**** Selected passage ****
Malaria is a vector-borne infectious disease caused by the protozoan parasite belonging to the Plasmodium genus (1). The transmission occurs among humans through the bite of the female Anopheles mosquito. This disease is among the top ten causes of death in low-income countries (2) and continues to take a heavy toll on communities, especially in Africa regions. The malaria transmission cycle involves four major elements: the host (human), the parasite, the vector and the environment (3). In the absence of effective vaccine or sustainable treatment options, vector control is the cornerstone of malaria management and is based on prevention of human-host contact and reduction in vector population density (1, 4). The traditional vector control strategies rely on long-lasting insecticidal net (LLIN) distribution and indoor residual sprays (IRS) which have contributed to the decreasing malaria cases and mortality (5, 6). However, vector resistance against the existing insecticides is increasing in natural mosquito populations (7–9).
In the last decade, scientific advances in additional tools for vector control include technologies such as cytoplasmic incompatibility with the use of Wolbachia infection (10); repressible dominant lethal systems in Aedes aegypti (11, 12); Y-chromosome shredding gene drive (13); and the genetic sterilisation of Anopheles sp., known as Sterile Insect Techniques (SIT) (14). The latter technique, SIT, is based on the repeated, high-density release of radio-sterilized males, through gamma radiation, into the environment in order to compete with wild males for mating with the native female anopheles mosquitoes hindering the production of offspring (14). Indeed, mated females will not produce viable offspring, resulting in reduced population numbers or even elimination of the target species. However, instead of exposing males to a source of radiation, sterility could be induced by genetic modification of the mosquito genome and may improve the effectiveness of classical SIT-based approaches (14).
**** Available data ****
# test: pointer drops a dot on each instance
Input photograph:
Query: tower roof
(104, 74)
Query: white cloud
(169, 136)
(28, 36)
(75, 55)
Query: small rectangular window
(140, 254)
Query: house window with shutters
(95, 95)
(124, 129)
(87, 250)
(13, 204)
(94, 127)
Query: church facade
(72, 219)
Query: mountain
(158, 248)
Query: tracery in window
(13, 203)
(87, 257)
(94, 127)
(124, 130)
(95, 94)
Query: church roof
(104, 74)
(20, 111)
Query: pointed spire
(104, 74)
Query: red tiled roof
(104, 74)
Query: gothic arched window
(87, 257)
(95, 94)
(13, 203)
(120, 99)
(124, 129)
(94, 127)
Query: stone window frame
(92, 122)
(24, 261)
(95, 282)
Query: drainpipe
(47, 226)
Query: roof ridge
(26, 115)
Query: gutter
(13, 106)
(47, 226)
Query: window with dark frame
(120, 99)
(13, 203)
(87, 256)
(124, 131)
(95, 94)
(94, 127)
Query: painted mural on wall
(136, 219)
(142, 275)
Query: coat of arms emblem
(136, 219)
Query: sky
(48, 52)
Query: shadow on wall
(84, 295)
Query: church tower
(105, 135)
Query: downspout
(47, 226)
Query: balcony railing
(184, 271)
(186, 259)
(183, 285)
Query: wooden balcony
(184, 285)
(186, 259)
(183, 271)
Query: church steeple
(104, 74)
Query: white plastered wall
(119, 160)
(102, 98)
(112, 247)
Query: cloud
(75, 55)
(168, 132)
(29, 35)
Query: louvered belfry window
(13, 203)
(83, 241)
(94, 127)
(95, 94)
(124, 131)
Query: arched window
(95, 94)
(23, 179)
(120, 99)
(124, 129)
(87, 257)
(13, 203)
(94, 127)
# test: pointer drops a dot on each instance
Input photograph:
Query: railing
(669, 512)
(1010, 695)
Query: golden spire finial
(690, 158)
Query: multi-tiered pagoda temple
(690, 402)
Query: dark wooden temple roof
****
### Exercises
• 1. In the passage on malaria vector control, what are the four major elements of the malaria transmission cycle?
• 2. Pick up the passage on malaria vector control after its final sentence and keep writing it.
The items play no part in the work here.

### Answers to each task
• 1. The host (human), the parasite, the vector and the environment.

• 2.
In An. gambiae, one of the major malaria vectors, population supression strategies are already under investigation by targeting the sex determination genes such as the doublesex (dsx) transcription factor gene (15, 16). Therefore, the Anopheles gambiae doublesex gene (Agdsx) represent a useful candidate gene for genetic manipulation and improvement of the alternative mosquito control technologies. Interest in this gene comes from the fact that it undergoes alternative splicing and result in female and male-specific transcripts necessary for sex determination in this species (17). The use of transgenic tools in anopheline mosquitoes through targeting the dsx gene could improve the sterility induction and genetic sexing which are major requirements for SIT technologies. However, the molecular mechanisms underlying gender determination are highly variable. Though it was demonstrated that Yob1 gene (Y-linked) is one of the determining factors of the male sex (18), the molecular pathways controlling the signal of somatic sexual commitment (dsx splicing and regulation) in An. gambiae are not well understood. The only well-known model of the dsx splicing comes from the fly Drosophila melanogaster sex determination pathway (19). The dsx gene acts as a transcription factor targeting several genes which have mostly sex- and tissue-specific functions in fly (20, 21). Transformer (TRA) and Transformer 2 (TRA2) are the key regulatory factors of the female-specific alternative splicing of dsx pre-mRNA while the absence of TRA lead to the male-specific splicing (20). Both TRA and TRA2 are downstream targets of the Sex lethal gene (Sxl) product (19). Unfortunately, An. gambiae dsx gene (Agdsx) has a different structure suggesting that Agdsx sex-specific splicing event is caused by a mechanism different from that of the D. melanogaster dsx (17, 22).
In mammalian cells, the presence of genetic variations such as single nucleotide polymorphisms (SNPs) within the donor and acceptor splice sites could influence splicing and might lead to changes in normal splicing pattern (23–25). Donor sites (5’-splice site) are defined by GT dinucleotide at the 5’ end of exon-intron border, while AG dinucleotide defined acceptor sites (3’-splice site) at the 3’ end of intron-exon border (26). Thus, we hypothesize that SNPs could occur in the Agdsx acceptor and donor splice sites that might result in the splice variation With this in mind, the current report seeks to screen Agdsx for single-nucleotide polymorphisms (SNPs) that could be associated with alternative splicing.